▶ Instructions for the task: Rewrite every line of the material from the line with "Dear assistant, the user would like the large" up to and including the line with "[173,189,203,219]", leaving the wording unchanged. In the answers, multiply each bounding box coordinate by 1.2 and round it to a whole number, rounding halves up.

▶ Working data:
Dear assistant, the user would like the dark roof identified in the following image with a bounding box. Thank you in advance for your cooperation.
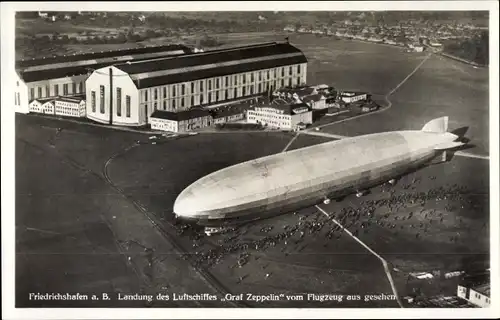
[210,106,247,119]
[16,44,191,69]
[340,91,368,97]
[302,93,325,102]
[19,46,191,82]
[256,103,310,115]
[151,109,210,121]
[134,57,306,89]
[116,42,307,89]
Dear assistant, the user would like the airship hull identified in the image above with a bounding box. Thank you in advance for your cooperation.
[174,118,460,226]
[177,151,436,226]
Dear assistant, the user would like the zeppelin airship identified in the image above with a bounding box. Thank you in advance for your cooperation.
[174,117,464,227]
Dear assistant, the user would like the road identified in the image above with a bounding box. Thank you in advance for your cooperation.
[315,205,404,308]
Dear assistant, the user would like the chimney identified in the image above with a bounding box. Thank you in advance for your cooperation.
[109,68,113,125]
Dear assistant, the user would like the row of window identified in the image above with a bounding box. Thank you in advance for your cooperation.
[29,81,84,100]
[252,111,291,120]
[143,79,300,110]
[141,65,301,102]
[90,85,131,118]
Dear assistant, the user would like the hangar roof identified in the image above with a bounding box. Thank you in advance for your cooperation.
[116,42,307,89]
[16,45,189,82]
[151,109,210,121]
[16,44,189,69]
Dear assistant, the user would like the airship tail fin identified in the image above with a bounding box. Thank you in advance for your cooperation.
[422,116,448,133]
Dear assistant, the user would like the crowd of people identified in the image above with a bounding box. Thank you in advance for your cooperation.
[175,177,486,267]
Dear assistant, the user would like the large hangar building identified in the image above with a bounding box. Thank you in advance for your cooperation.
[13,45,191,113]
[85,42,307,126]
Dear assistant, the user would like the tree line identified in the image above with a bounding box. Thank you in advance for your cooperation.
[443,31,489,65]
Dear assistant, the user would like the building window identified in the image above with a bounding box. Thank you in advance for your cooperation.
[125,96,130,118]
[90,91,96,113]
[116,88,122,117]
[99,86,104,113]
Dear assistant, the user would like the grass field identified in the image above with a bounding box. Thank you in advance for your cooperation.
[16,35,489,307]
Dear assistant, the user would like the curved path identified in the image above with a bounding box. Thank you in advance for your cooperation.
[283,53,438,308]
[102,143,249,307]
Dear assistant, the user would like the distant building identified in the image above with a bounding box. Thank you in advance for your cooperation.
[211,107,245,124]
[54,96,86,118]
[85,42,307,126]
[29,99,54,114]
[340,92,367,103]
[302,94,327,109]
[151,109,212,132]
[12,45,190,113]
[29,96,86,118]
[247,103,312,130]
[457,274,491,308]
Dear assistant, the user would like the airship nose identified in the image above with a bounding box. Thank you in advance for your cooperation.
[173,189,203,219]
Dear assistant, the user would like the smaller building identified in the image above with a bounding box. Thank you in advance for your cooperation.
[302,94,327,109]
[340,92,368,103]
[151,109,213,132]
[457,274,491,308]
[54,96,87,118]
[247,103,312,131]
[211,106,245,124]
[28,98,54,114]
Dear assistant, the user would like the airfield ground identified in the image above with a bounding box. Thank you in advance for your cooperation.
[16,36,489,307]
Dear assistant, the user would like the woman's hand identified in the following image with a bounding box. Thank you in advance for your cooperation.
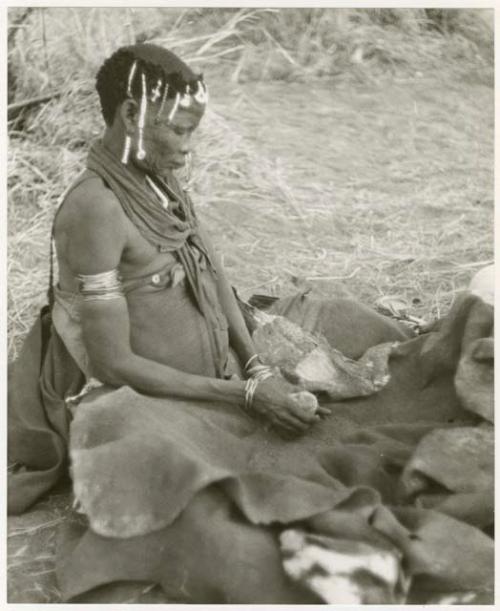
[253,376,330,436]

▶ Exercise response:
Dear assistant, the user would like the large hangar building identified in the image above with a bounding box. Thank you in advance for your cooperation.
[16,54,229,136]
[102,50,368,151]
Dear assistant, the user would like the tree line identified in the image above with a bounding box. Thank you in advance for your cooperation.
[532,37,587,78]
Dear assistant, the user would like the building window identified in the image above with a bounding box. Thank you in advance for your cooperation.
[150,115,156,142]
[108,109,115,136]
[139,106,146,140]
[119,103,125,136]
Dear assistant, the user would like the grass field identified in the image above with a bounding box. Thank you in advance for your cooperation.
[19,42,587,368]
Dear assistant, the user would like the curved path identified in the image above with a bounding box. Thank you in advance for your cooperation.
[340,64,526,370]
[122,172,299,368]
Dear assistant, the user would like the distant building identified in the image above with a bounding box. Thank you in advance for your cooperation.
[253,128,294,149]
[65,115,103,142]
[102,50,368,151]
[35,119,65,137]
[408,110,440,124]
[362,113,392,131]
[181,131,254,158]
[14,54,228,136]
[35,115,103,142]
[296,124,374,156]
[548,329,589,370]
Dear assistant, the user would like the airship nose identified in the image above with a bounding box. Thank you in advance for your cooperation.
[208,227,244,263]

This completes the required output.